Task set:
1. Answer these questions from the text on the International Society for Applied Ethology, one per line:
(a) In which city and year was the Society created?
(b) What was the Society's original name?
(c) Who is responsible for the Society's administration?
2. Summarize the text on the International Society for Applied Ethology in two sentences.
3. Rewrite the text on the International Society for Applied Ethology starting at "The International Society for Applied Ethology is" and ending at "zoo animal species.", replacing "leading" with "foremost".

Excerpted text:
□ □ □ □ □ □ □

= International Society for Applied Ethology =

Behaviour and welfare of confined or domesticated animals

The International Society for Applied Ethology is the leading non-profit professional organization for academics and scientists interested in the behaviour and welfare of confined or domesticated animals, including companion, farm, laboratory and zoo animal species.

The Society was created in Edinburgh in 1966, as the Society for Veterinary Ethology (SVE). It rapidly expanded to cover all applied aspects of Ethology and other Behavioural Sciences, which are relevant to many human-animal interactions, such as farming, wildlife management, the keeping of companion and laboratory animals, and the control of pests. The Society also quickly became increasingly international: it now has a federal, international structure as well as regional representatives around the world. In 1991, on the 25th anniversary of the SVE, the society was renamed the International Society for Applied Ethology (ISAE). At the International Congress that year a paper was presented by Carol Petherick and Ian Duncan entitled "The Society for Veterinary Ethology 1966-1991 the 25th Anniversary Review".

Administration of the Society is the responsibility of a Council. The council also provides technical evidence on topics relating to animal behaviour and animal welfare during the committee stages of government legislation, for example, by discussion with groups such as the UK's Farm Animal Welfare Council. The European Parliament and the Council of Europe also consult council on such matters.

□ □ □ □ □ □ □

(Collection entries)
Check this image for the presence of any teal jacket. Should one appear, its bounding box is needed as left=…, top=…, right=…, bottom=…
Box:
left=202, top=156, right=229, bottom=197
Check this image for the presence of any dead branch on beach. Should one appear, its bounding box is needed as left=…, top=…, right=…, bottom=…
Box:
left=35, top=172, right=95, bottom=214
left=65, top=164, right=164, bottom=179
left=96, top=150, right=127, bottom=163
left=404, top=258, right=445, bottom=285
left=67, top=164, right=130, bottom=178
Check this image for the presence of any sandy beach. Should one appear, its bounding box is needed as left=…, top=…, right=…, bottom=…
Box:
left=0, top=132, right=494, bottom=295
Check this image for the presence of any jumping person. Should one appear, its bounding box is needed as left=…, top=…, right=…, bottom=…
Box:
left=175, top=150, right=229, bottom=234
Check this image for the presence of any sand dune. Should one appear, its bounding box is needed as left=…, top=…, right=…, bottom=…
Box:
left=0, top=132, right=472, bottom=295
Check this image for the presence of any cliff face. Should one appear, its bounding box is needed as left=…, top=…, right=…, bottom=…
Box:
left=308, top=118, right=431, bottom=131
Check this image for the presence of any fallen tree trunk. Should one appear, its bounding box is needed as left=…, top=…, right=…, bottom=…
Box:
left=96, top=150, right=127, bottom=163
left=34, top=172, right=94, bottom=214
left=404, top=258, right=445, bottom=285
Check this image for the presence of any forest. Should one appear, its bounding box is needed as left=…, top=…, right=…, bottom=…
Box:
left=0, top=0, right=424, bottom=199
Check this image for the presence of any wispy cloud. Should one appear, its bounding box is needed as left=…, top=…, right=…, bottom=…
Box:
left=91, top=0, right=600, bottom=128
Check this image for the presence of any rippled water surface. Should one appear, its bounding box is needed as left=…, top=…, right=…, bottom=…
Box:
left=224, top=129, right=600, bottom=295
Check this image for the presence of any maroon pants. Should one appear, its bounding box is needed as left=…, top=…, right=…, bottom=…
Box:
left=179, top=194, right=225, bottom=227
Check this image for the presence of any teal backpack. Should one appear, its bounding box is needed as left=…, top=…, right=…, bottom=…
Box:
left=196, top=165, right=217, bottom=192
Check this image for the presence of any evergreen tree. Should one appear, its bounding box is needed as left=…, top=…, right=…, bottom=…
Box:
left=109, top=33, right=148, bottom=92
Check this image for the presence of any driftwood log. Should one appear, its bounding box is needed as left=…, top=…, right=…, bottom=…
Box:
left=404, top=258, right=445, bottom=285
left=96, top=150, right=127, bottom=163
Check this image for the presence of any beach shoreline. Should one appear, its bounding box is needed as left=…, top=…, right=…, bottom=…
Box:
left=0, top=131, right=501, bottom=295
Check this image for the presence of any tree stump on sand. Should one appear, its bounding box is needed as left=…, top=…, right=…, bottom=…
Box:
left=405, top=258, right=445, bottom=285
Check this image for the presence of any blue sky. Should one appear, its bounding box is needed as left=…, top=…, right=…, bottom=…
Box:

□ □ □ □ □ □ □

Outputs by task:
1.
(a) Edinburgh, in 1966.
(b) The Society for Veterinary Ethology (SVE).
(c) A Council.

2. The International Society for Applied Ethology is the leading non-profit professional organization for academics and scientists interested in the behaviour and welfare of confined or domesticated animals. Founded in Edinburgh in 1966 as the Society for Veterinary Ethology and renamed in 1991, it is administered by a Council that also provides technical evidence on animal behaviour and welfare during government legislation.

3.
The International Society for Applied Ethology is the foremost non-profit professional organization for academics and scientists interested in the behaviour and welfare of confined or domesticated animals, including companion, farm, laboratory and zoo animal species.